Source data:
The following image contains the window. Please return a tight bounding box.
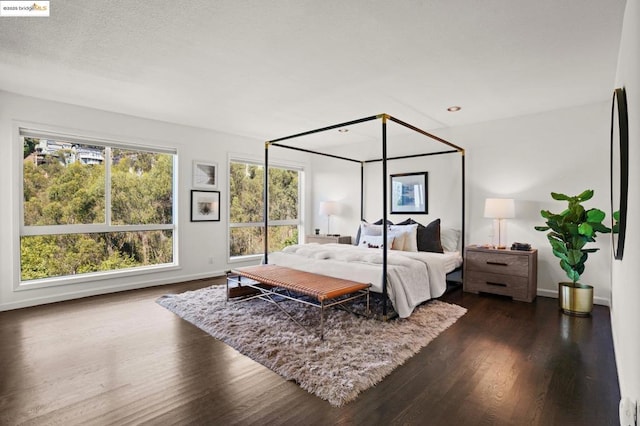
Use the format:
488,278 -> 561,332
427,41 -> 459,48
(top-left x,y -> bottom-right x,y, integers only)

### WHAT YOU WILL DO
Each line of the data is to be duplicated exactly; pictures stay out of the copy.

### SOLUTION FOR THIS TASK
The following image contains the window. Please return a tight bounding box.
Use the format:
488,278 -> 561,332
427,41 -> 459,48
(top-left x,y -> bottom-right x,y, integers only)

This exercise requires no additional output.